▶ **WHAT THIS TASK INVOLVES**: For this exercise, write out every entry exactly and leave the pictures out.

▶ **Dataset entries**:
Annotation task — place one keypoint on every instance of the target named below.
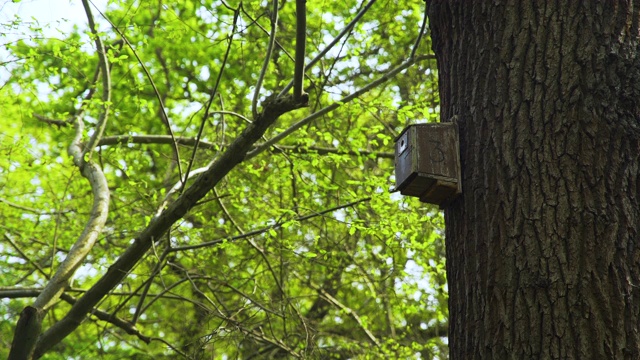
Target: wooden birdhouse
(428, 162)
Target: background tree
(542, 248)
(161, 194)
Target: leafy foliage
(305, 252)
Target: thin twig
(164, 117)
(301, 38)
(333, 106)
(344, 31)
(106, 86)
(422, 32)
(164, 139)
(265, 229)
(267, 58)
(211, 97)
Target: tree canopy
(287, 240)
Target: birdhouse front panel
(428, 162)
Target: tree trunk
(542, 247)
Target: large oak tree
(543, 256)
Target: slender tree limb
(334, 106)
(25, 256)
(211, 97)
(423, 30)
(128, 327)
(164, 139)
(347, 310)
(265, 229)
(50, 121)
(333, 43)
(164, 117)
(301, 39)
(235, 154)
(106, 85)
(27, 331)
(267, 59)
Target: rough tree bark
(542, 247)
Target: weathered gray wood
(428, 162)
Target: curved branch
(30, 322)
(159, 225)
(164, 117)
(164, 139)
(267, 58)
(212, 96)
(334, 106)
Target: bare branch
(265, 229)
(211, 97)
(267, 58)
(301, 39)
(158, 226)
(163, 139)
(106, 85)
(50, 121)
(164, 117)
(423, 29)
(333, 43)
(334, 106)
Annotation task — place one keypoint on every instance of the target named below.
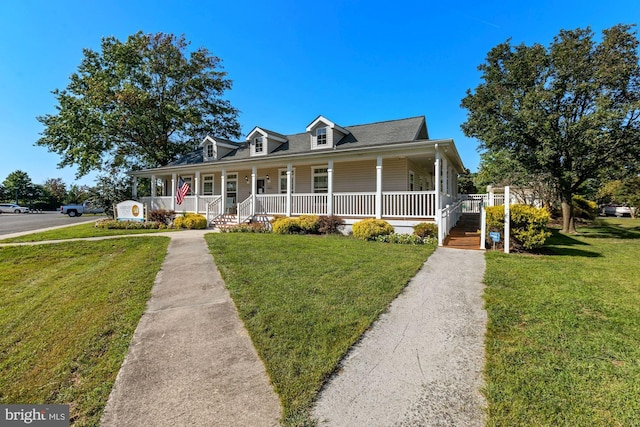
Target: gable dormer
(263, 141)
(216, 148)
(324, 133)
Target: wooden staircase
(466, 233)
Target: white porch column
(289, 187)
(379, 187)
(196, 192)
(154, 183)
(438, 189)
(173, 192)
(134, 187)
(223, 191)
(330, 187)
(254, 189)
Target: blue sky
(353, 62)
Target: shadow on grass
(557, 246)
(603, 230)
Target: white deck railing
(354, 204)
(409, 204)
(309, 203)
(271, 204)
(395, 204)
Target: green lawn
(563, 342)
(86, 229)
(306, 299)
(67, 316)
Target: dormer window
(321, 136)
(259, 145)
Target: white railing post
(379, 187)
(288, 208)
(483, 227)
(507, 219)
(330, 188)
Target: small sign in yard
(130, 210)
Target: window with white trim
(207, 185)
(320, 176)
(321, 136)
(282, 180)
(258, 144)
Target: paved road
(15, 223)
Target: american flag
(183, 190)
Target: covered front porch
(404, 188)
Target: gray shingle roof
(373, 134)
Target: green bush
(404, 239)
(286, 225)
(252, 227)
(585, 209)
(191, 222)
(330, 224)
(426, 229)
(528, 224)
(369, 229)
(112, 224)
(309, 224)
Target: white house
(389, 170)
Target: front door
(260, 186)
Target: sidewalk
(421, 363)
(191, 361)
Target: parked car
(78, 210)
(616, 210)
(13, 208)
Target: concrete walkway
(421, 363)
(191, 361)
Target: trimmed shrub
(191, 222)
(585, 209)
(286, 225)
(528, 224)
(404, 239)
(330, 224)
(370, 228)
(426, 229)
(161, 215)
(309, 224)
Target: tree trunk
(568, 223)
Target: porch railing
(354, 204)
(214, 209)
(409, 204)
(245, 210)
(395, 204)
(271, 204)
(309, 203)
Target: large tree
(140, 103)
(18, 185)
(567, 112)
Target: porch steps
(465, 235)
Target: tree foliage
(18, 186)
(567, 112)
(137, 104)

▶ **RESPONSE BOX**:
Annotation task — place one keypoint on every instance of the target named below.
Target: wooden birdhouse
(428, 162)
Target: background tree
(542, 248)
(161, 194)
Target: leafy foliage
(305, 252)
Target: thin twig
(164, 117)
(301, 38)
(333, 106)
(344, 31)
(106, 86)
(422, 32)
(164, 139)
(265, 229)
(267, 58)
(211, 97)
Target: tree canopy
(287, 240)
Target: birdhouse front panel
(428, 162)
Target: tree trunk
(542, 247)
Target: large oak tree
(543, 256)
Target: slender tree limb
(334, 106)
(25, 256)
(211, 97)
(423, 30)
(128, 327)
(164, 139)
(347, 310)
(265, 229)
(50, 121)
(333, 43)
(164, 117)
(301, 39)
(235, 154)
(106, 85)
(27, 331)
(267, 59)
Target: rough tree bark
(542, 247)
Target: weathered gray wood
(428, 162)
Target: curved branch
(30, 322)
(159, 225)
(164, 117)
(164, 139)
(267, 58)
(212, 96)
(334, 106)
Target: bare branch
(265, 229)
(211, 97)
(267, 58)
(301, 39)
(158, 226)
(163, 139)
(106, 85)
(50, 121)
(164, 117)
(423, 29)
(333, 43)
(334, 106)
Annotation task — place one keypoint on every instance of the target named below.
Target: gable dormer
(263, 141)
(216, 148)
(324, 133)
Target: wooden staircase
(466, 233)
Target: white porch column
(289, 187)
(379, 187)
(196, 192)
(154, 183)
(438, 189)
(173, 192)
(134, 187)
(223, 191)
(330, 187)
(254, 189)
Target: blue sky
(353, 62)
Target: shadow on grass
(557, 246)
(603, 230)
Target: white deck railing
(354, 204)
(409, 204)
(309, 203)
(271, 204)
(395, 204)
Target: green lawn
(563, 342)
(86, 229)
(306, 299)
(67, 316)
Target: dormer window
(321, 136)
(259, 145)
Target: white railing post
(379, 187)
(288, 208)
(483, 227)
(507, 219)
(330, 188)
Target: small sign in yard
(130, 210)
Target: window with white trim
(207, 185)
(320, 176)
(321, 136)
(282, 180)
(258, 144)
Target: paved road
(15, 223)
Target: american flag
(183, 190)
Target: covered front porch
(404, 188)
Target: gray shingle roof
(373, 134)
Target: green bush
(404, 239)
(286, 225)
(252, 227)
(585, 209)
(191, 222)
(330, 224)
(426, 229)
(528, 224)
(369, 229)
(112, 224)
(309, 224)
Target: white house
(389, 170)
Target: front door
(260, 186)
Target: sidewalk
(421, 363)
(191, 361)
Target: parked car
(78, 210)
(616, 210)
(13, 208)
Target: concrete walkway
(421, 363)
(191, 361)
Target: trimmed shrub
(191, 222)
(585, 209)
(286, 225)
(528, 224)
(404, 239)
(330, 224)
(370, 228)
(426, 229)
(161, 215)
(309, 224)
Target: tree trunk
(568, 223)
Target: porch railing
(354, 204)
(214, 209)
(409, 204)
(245, 210)
(395, 204)
(271, 204)
(309, 203)
Target: large tree
(140, 103)
(18, 185)
(567, 112)
Target: porch steps
(465, 235)
Target: tree foliage
(18, 186)
(567, 112)
(137, 104)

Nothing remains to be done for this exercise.